%%
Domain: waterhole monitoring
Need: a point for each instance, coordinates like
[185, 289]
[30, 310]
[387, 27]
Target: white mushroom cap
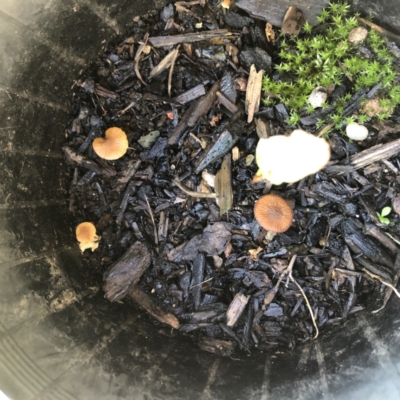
[356, 131]
[291, 158]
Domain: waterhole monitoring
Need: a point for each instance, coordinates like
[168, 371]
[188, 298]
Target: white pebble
[318, 97]
[356, 131]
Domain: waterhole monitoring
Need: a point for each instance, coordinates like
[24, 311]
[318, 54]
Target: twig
[325, 129]
[208, 280]
[269, 296]
[137, 58]
[152, 220]
[389, 291]
[392, 237]
[382, 281]
[289, 270]
[308, 304]
[129, 106]
[194, 194]
[171, 70]
[379, 29]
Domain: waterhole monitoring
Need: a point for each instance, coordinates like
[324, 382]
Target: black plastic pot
[59, 338]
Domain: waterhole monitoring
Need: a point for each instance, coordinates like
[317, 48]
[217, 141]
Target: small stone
[318, 97]
[357, 35]
[356, 131]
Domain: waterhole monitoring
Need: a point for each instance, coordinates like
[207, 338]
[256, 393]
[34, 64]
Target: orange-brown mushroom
[86, 236]
[273, 213]
[113, 146]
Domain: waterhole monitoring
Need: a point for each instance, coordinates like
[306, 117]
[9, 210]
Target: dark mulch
[202, 261]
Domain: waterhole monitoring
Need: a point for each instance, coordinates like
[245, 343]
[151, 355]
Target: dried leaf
[293, 21]
[254, 253]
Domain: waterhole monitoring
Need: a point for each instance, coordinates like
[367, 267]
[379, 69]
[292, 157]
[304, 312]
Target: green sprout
[327, 58]
[382, 216]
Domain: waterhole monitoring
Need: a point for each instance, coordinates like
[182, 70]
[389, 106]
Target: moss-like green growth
[328, 58]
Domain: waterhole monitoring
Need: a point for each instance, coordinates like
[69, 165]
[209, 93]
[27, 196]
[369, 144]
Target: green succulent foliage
[324, 59]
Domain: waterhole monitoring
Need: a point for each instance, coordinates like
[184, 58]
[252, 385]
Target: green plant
[382, 216]
[328, 58]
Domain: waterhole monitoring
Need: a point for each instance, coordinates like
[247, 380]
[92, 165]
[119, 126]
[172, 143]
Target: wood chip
[253, 92]
[269, 33]
[194, 112]
[165, 63]
[163, 41]
[223, 185]
[121, 276]
[146, 301]
[272, 11]
[293, 21]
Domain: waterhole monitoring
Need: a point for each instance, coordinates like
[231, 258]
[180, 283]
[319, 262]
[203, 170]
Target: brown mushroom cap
[273, 213]
[114, 145]
[86, 236]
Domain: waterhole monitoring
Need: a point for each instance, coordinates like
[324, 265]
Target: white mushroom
[291, 158]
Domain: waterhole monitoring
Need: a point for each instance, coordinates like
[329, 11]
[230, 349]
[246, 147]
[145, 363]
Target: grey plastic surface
[59, 338]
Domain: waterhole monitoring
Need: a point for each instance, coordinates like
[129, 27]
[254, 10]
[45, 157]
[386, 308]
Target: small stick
[379, 29]
[269, 296]
[152, 219]
[382, 281]
[194, 194]
[308, 304]
[171, 70]
[129, 106]
[325, 129]
[208, 280]
[137, 58]
[389, 291]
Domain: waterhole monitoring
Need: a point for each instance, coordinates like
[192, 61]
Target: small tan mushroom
[226, 3]
[113, 146]
[291, 158]
[357, 35]
[273, 213]
[86, 236]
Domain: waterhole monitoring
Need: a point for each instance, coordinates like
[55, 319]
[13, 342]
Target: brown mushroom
[113, 146]
[273, 213]
[86, 236]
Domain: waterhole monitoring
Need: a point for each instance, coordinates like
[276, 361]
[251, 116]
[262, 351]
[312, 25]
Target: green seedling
[326, 59]
[382, 216]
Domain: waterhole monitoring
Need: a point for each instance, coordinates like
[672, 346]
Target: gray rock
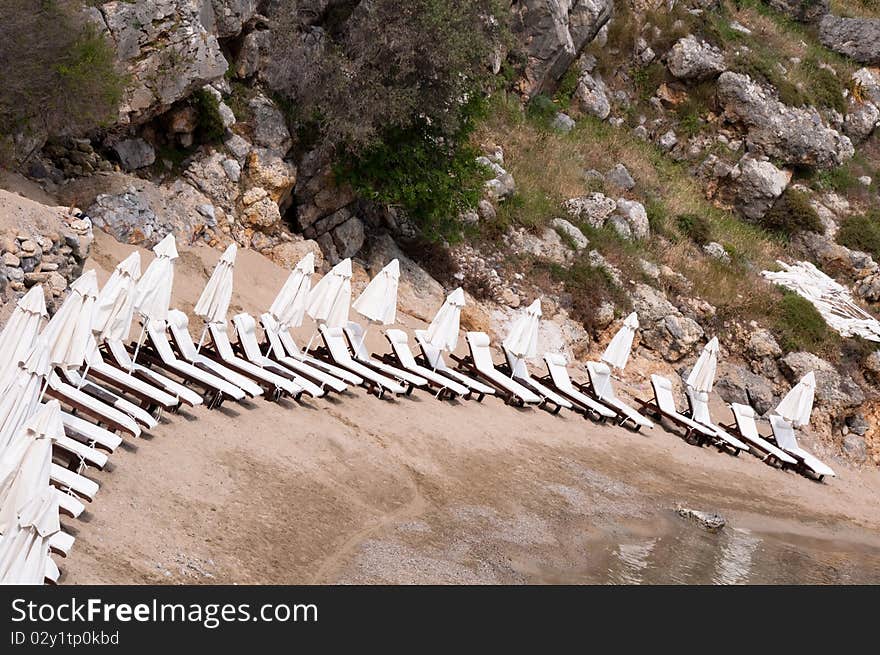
[833, 390]
[791, 135]
[634, 213]
[553, 33]
[857, 38]
[571, 231]
[619, 176]
[134, 154]
[563, 123]
[691, 59]
[593, 97]
[758, 183]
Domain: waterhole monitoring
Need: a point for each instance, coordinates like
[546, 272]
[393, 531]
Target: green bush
[696, 227]
[799, 326]
[209, 122]
[861, 232]
[791, 214]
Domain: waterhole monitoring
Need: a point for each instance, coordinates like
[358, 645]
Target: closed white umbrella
[797, 405]
[152, 295]
[114, 308]
[702, 376]
[25, 547]
[19, 333]
[23, 396]
[617, 353]
[67, 333]
[213, 304]
[443, 331]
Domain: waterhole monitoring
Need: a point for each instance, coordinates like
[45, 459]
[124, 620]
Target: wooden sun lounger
[249, 347]
[557, 376]
[432, 359]
[181, 339]
[276, 353]
[220, 349]
[480, 363]
[121, 360]
[745, 428]
[336, 350]
[602, 391]
[401, 357]
[354, 334]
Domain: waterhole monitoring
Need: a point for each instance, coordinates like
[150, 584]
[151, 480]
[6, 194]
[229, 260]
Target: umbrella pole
[138, 347]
%%
= Requirement =
Everything in the entries above, apart from the images, should be printed exactly.

= Task solution =
Domain: waterhole monitoring
Need: a point for each instance, coordinates like
[185, 289]
[30, 310]
[387, 27]
Target: white mushroom cap
[356, 131]
[291, 158]
Domain: waterhole monitoring
Need: a point for each instance, coordinates like
[168, 371]
[188, 298]
Target: white pebble
[318, 97]
[356, 131]
Domain: waterhole monitoring
Need: a point for each instance, coordinates like
[24, 311]
[318, 54]
Target: twig
[325, 129]
[208, 280]
[269, 296]
[137, 58]
[152, 220]
[389, 291]
[392, 237]
[382, 281]
[289, 270]
[308, 304]
[129, 106]
[194, 194]
[171, 70]
[379, 29]
Domain: waterhole monitoring
Need: a point for each instance, coordinates like
[324, 382]
Target: black plastic pot
[59, 338]
Domain: waterhole monitoring
Need: a point for each instance, coordinates like
[317, 48]
[217, 141]
Target: small stone
[318, 97]
[357, 35]
[356, 131]
Domain: waterhole monitoring
Need: a point for each instance, coordinates like
[207, 338]
[256, 393]
[34, 64]
Target: orange-brown mushroom
[86, 236]
[273, 213]
[113, 146]
Domain: waterhole monitoring
Need: a point for each instance, coordinates like
[306, 117]
[9, 210]
Target: dark mulch
[202, 261]
Domain: waterhole monitoring
Need: a point for each instance, coordinates like
[245, 343]
[151, 355]
Target: dried leaf
[293, 21]
[254, 253]
Domain: waterhole monitoring
Need: a point for each instance, coordinates like
[367, 267]
[379, 69]
[292, 157]
[304, 312]
Target: green sprout
[327, 58]
[382, 216]
Domain: waterhole monitoring
Need: a point for each instance, coordinates like
[182, 70]
[389, 106]
Target: moss-like green growth
[328, 58]
Domain: waterhole monitoring
Need: a point for each instance, coordinates like
[69, 165]
[209, 93]
[27, 196]
[369, 144]
Target: green succulent foliage
[324, 59]
Domain: waterhole monitoring
Need: a point for each instance, coordinates like
[184, 58]
[252, 385]
Target: green plant
[382, 216]
[328, 58]
Domain: waterhole monitoring
Need: a point for each instance, coordinates like
[247, 380]
[92, 165]
[119, 126]
[172, 143]
Target: wood chip
[253, 92]
[269, 33]
[194, 112]
[165, 63]
[163, 41]
[223, 185]
[121, 276]
[146, 301]
[272, 11]
[293, 21]
Domain: waterhole monitoring
Need: a point for each instance, coordinates like
[231, 258]
[180, 283]
[319, 262]
[203, 170]
Target: brown mushroom cap
[273, 213]
[114, 145]
[86, 236]
Domain: waterhole monitoring
Need: a point for each instance, coordinates like
[324, 265]
Target: white mushroom
[291, 158]
Domain: waterhole monitoring
Need: a point for each instance, coordinates like
[329, 11]
[230, 349]
[246, 147]
[145, 363]
Target: grey plastic surface
[59, 338]
Domain: waterhole monitoring
Need: a point for each instance, coordinates like
[129, 27]
[254, 10]
[45, 157]
[386, 308]
Target: small stick
[379, 29]
[269, 296]
[152, 219]
[382, 281]
[194, 194]
[308, 304]
[171, 70]
[129, 106]
[325, 129]
[208, 280]
[137, 58]
[389, 291]
Domain: waterhole monitoring
Need: a point for each instance, coordinates like
[192, 61]
Target: small tan mushroom
[226, 3]
[113, 146]
[291, 158]
[357, 35]
[273, 213]
[86, 236]
Domain: waterhole monitoring
Need: a point for each instance, coordinates like
[55, 319]
[13, 342]
Target: brown mushroom
[113, 146]
[273, 213]
[86, 236]
Domain: waterhole monitoring
Need: a point for each instance, coordinates like
[276, 361]
[251, 116]
[262, 351]
[312, 25]
Target: green seedling
[326, 59]
[382, 216]
Domain: waterhole monitoring
Need: a point for each instance, coordinates like
[672, 346]
Target: gray rock
[833, 390]
[791, 135]
[634, 213]
[553, 33]
[857, 38]
[571, 231]
[619, 176]
[134, 154]
[563, 123]
[691, 59]
[593, 97]
[758, 183]
Domain: waterhole monitoring
Need: a point for each instance, coordinates like
[546, 272]
[393, 531]
Target: green bush
[696, 227]
[799, 326]
[209, 122]
[861, 232]
[791, 214]
Domain: waterhole monitoring
Need: a point for each instance, coordinates like
[358, 645]
Target: closed white umbrella
[797, 405]
[152, 295]
[114, 308]
[702, 376]
[25, 547]
[19, 333]
[23, 396]
[617, 353]
[67, 333]
[213, 304]
[443, 331]
Domain: waterhole monitoring
Need: a point for each instance, coordinates like
[45, 459]
[124, 620]
Target: wooden sun lounger
[249, 347]
[557, 376]
[432, 359]
[181, 339]
[276, 353]
[220, 349]
[480, 363]
[121, 360]
[745, 428]
[336, 350]
[602, 391]
[401, 357]
[354, 334]
Domain: waterhole monitoring
Need: a point for each instance, coordinates like
[150, 584]
[151, 480]
[6, 194]
[229, 260]
Target: umbrella pole
[138, 347]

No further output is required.